Что, согласно фрагменту текста ниже, девочка ответила сначала на просьбу отдать рисунок на память?

▸ Фрагмент текста
----------------

Таким детям во время работы в школе Монтессори приходилось испытывать горькие разочарования в своих собственных возможностях: ведь их товарищи и без штампа «талант!» спокойно и радостно выполняли работу, не гонясь за похвалой. Они же не привыкли преодолевать трудности, делали все кое-как, вполне уверенные в том, что каждый штрих, ими нанесенный на бумагу, каждое слово, ими произнесенное, вызовет удивление и восхищение – ведь к этому их приучили любящие родители!

«Мой мальчик так чудесно рисует, и у него такая богатая фантазия!» – и т. д.

Лишь после года работы одна из таких девочек сказала мне в ответ на мою просьбу отдать мне на память ее рисунок, стыдливо покраснев: «Ах, нет – лучше выбросить». Потом, подумав и не желая мне отказывать, решила: «Хорошо, возьмите, только никому не показывайте!»

----------------

▸ Исходный материал
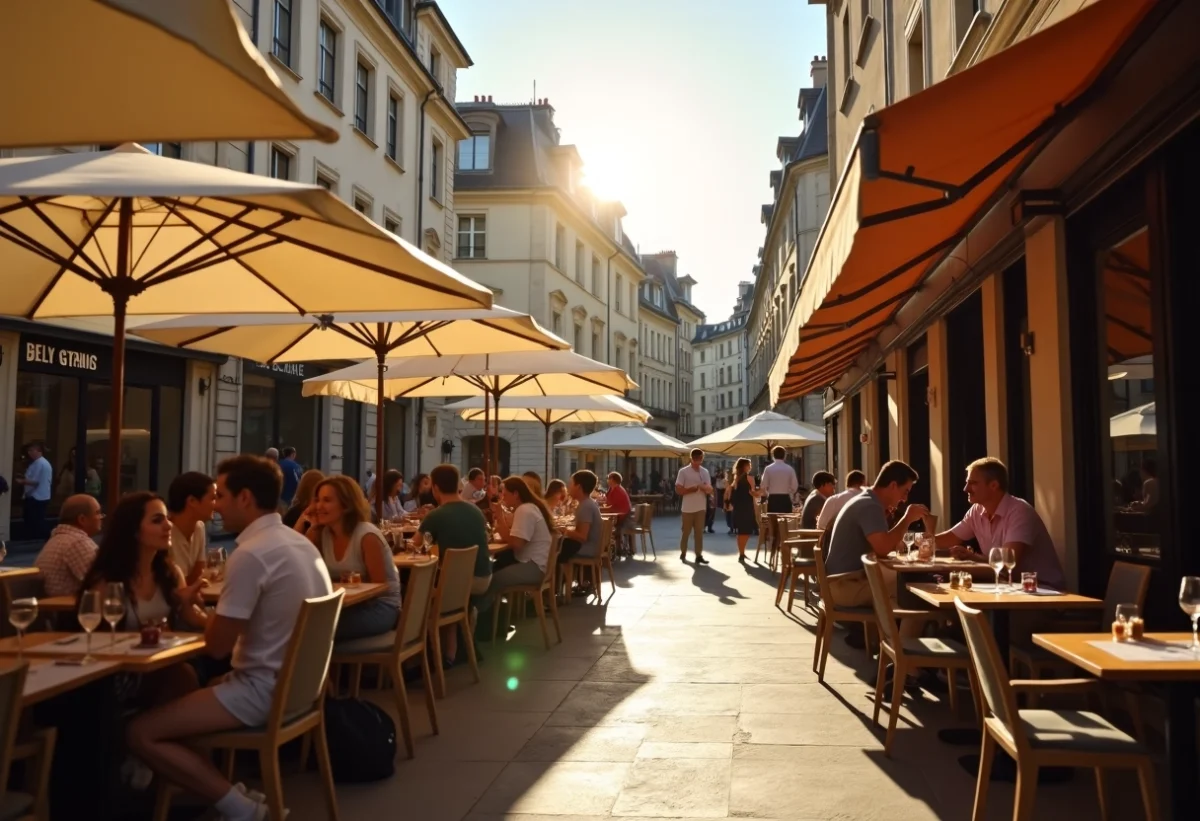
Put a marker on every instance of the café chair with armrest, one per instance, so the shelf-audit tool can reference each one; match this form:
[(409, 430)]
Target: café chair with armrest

----------------

▸ Выполненное задание
Она ответила: «Ах, нет – лучше выбросить».